» **Compito**: Nel brano sulle fiere del vino, a quale giornale ha parlato il direttore generale di Vinexpo?

» **Estratto fornito**:
Ambizione enorme, considerando che Prowein si è accreditato da tempo come l’appuntamento del vino più “internazionale” in assoluto, con quasi 7.000 espositori provenienti da tutti gli angoli vitienologici del pianeta e con la maggiore affluenza di buyer di tutto il mondo.

Ma un’ambizione anche legittima, considerando l’appeal straordinario di Parigi, la sua collocazione geografica e la sua enorme potenzialità in termini di accoglienza.

Se la sfida si giocasse ai punti, è chiaro che Parigi vincerebbe facile; ma sono molti i fattori che vanno considerati e, quando si parla di fiere, non vince solo quello che ha più hotel o una città dall’appeal turistico più affascinante.

Certo è che monsieur Rodolphe Lameyse, direttore generale di Vinexpo, si è abbastanza esposto quest’anno, dichiarando al quotidiano “Le Figaro” che non vogliono certo “remplacer” (rimpiazzare) Prowein, ma sono ormai pronti per giocare la partita alla pari (“nous faisons jeu égal”). Lameyse ha inoltre aggiunto che, per loro, la sfida e la concorrenza con Düsseldorf è assolutamente stimolante, fino a concludere con un diplomatico: “Le salon de Düsseldorf existera toujours…”, ovvero: “Il salone di Düsseldorf esisterà sempre”.

» **Dati disponibili**:
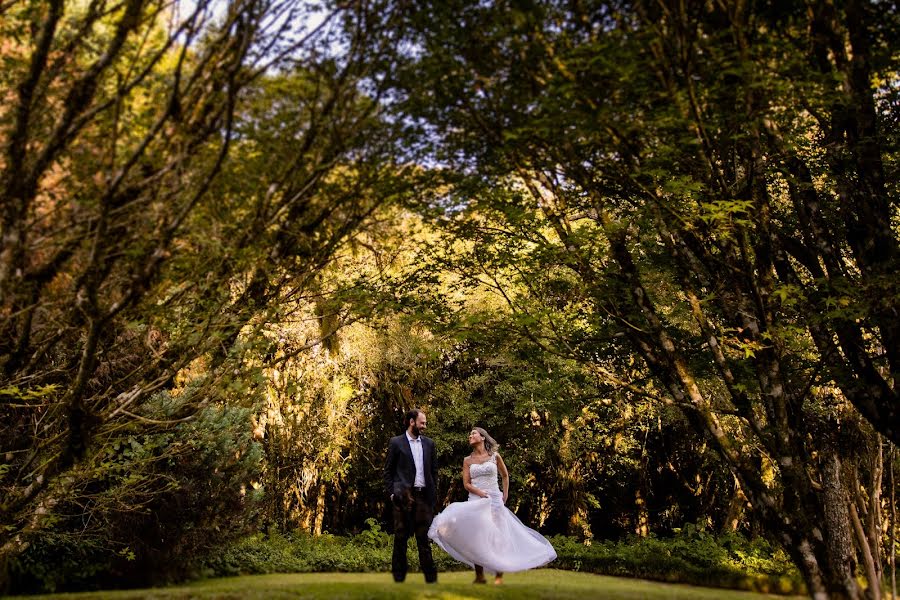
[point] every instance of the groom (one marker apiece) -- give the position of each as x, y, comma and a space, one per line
410, 475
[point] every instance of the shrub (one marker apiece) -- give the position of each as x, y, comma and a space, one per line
692, 555
148, 506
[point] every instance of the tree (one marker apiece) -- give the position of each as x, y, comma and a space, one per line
714, 175
138, 255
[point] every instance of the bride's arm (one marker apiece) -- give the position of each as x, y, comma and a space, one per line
504, 474
467, 481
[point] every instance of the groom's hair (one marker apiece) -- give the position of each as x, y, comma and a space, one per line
410, 415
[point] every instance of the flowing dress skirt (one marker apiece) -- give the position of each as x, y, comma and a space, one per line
484, 532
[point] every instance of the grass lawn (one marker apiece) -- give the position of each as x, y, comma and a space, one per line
549, 584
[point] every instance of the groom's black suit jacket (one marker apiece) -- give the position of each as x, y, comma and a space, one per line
400, 469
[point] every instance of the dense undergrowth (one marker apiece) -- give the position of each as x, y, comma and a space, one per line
692, 555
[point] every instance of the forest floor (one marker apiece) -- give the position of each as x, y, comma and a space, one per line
541, 584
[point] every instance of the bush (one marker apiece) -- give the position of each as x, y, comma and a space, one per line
369, 551
149, 505
692, 555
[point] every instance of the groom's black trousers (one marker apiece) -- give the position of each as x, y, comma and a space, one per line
412, 514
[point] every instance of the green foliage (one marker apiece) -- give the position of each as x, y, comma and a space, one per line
692, 555
368, 551
184, 490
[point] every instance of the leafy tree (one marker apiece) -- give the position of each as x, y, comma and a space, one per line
714, 175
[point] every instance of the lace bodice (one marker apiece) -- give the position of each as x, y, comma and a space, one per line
484, 475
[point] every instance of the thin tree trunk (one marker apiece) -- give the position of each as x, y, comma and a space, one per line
735, 508
893, 526
862, 540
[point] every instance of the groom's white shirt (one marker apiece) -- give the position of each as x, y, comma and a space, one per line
415, 445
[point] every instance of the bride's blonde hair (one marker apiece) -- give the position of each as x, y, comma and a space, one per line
490, 444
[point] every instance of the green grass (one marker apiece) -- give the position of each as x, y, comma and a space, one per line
549, 584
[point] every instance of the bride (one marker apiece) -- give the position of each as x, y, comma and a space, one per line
482, 532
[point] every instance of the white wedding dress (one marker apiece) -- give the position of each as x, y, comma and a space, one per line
482, 531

» **Risposta**: Al quotidiano "Le Figaro".